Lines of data

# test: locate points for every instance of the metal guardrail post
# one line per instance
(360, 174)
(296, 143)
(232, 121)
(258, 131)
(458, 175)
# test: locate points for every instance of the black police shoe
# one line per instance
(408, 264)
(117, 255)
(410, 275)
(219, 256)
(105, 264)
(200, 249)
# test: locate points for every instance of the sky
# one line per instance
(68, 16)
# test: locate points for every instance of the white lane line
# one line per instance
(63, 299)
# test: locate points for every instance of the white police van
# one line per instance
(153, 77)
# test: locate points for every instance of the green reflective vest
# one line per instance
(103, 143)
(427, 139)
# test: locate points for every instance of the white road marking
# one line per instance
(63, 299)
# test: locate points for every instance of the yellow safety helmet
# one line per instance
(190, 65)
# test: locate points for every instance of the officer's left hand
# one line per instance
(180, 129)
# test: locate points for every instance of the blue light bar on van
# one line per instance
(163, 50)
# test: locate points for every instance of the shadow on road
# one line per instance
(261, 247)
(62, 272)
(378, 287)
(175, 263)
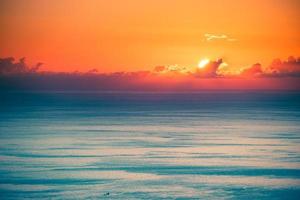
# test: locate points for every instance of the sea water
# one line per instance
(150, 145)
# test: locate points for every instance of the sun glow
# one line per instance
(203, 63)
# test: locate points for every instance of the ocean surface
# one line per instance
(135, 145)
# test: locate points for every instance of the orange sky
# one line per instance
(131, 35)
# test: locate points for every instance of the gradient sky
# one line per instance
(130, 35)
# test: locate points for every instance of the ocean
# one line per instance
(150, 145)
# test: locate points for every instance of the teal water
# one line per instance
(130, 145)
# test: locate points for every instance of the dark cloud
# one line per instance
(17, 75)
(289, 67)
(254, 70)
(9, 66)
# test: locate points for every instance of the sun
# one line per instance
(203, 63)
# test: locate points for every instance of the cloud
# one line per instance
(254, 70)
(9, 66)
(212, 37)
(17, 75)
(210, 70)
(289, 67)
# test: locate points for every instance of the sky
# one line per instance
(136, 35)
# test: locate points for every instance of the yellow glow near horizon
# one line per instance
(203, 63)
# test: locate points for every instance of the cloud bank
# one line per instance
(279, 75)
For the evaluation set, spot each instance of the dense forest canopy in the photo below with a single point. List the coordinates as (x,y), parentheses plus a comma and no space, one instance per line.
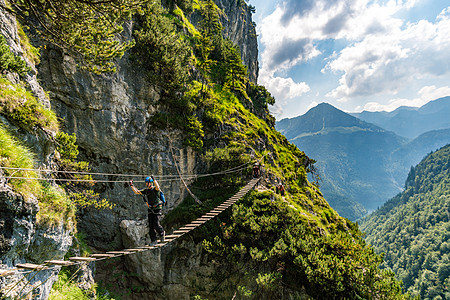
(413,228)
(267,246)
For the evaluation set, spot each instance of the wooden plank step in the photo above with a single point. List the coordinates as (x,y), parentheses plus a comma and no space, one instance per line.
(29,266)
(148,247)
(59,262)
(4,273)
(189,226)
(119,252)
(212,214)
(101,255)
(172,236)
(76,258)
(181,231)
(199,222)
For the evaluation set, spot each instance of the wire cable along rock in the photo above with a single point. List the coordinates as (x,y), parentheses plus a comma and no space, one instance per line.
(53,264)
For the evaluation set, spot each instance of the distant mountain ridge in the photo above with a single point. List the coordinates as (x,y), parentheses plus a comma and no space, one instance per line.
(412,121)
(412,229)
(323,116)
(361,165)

...

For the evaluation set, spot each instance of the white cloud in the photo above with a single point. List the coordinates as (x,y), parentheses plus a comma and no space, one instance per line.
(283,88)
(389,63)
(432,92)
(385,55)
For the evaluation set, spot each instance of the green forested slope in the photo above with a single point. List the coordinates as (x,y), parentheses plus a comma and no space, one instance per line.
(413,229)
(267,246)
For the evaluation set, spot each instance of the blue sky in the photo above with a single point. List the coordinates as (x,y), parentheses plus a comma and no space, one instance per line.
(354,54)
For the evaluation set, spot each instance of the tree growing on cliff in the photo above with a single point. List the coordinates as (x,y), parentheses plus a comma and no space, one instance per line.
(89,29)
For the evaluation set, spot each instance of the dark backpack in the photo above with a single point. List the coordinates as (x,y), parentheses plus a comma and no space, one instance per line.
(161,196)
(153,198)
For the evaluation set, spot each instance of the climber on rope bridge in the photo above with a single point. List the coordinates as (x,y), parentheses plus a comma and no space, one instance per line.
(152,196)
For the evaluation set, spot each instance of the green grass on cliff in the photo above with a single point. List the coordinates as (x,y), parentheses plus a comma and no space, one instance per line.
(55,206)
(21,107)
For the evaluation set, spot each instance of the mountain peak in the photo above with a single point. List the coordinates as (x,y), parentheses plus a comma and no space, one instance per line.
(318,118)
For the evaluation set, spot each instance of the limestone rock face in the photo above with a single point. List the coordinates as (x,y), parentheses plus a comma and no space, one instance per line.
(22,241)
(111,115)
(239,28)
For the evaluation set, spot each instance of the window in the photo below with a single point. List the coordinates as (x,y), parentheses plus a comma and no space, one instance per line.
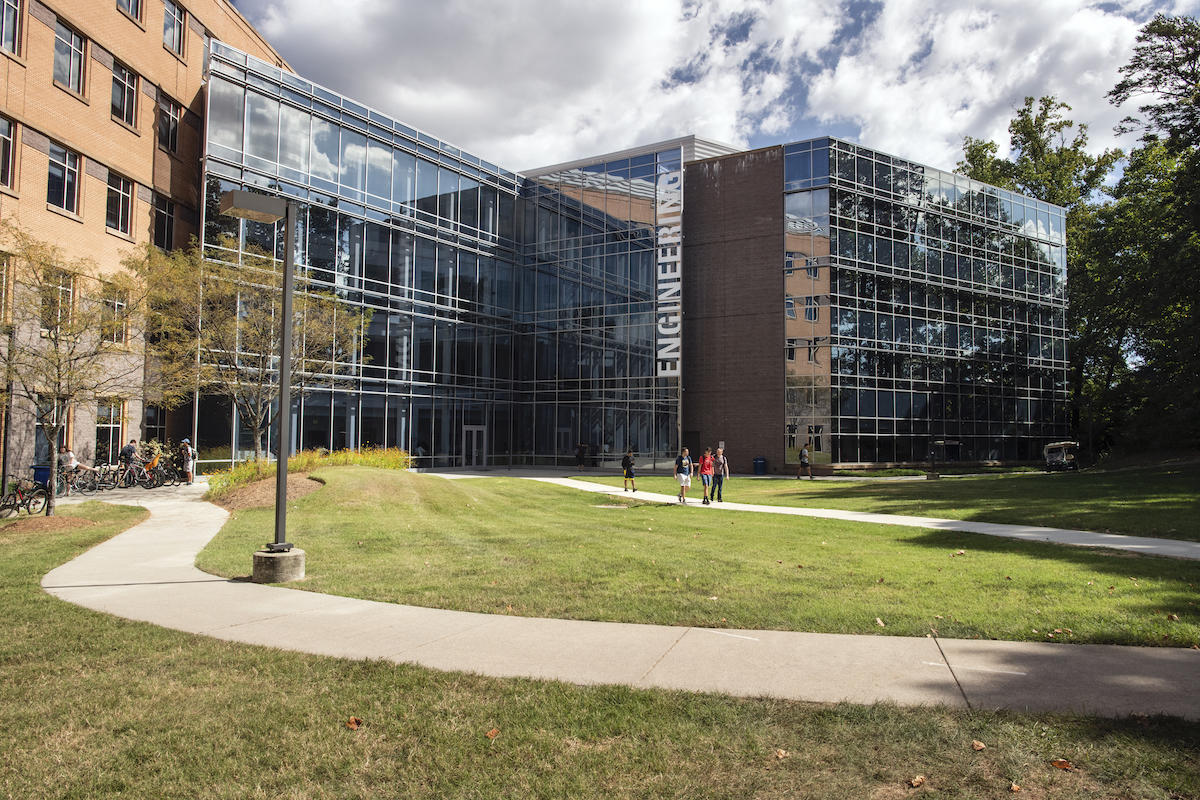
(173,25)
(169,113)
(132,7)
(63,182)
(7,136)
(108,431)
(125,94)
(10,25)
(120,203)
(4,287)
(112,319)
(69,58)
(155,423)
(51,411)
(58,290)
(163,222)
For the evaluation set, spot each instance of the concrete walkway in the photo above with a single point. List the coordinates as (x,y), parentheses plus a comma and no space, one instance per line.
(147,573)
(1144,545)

Required work
Find every line in the entries above that contains the word "blue", and copy each of those lines.

Full output
# test: locate points for every instance of the blue light bar on van
For the evaluation set, spot each instance of the blue sky in the photo above with a single point. List the coordinates as (x,y), parentheses plus a comma and no space, one instance per line.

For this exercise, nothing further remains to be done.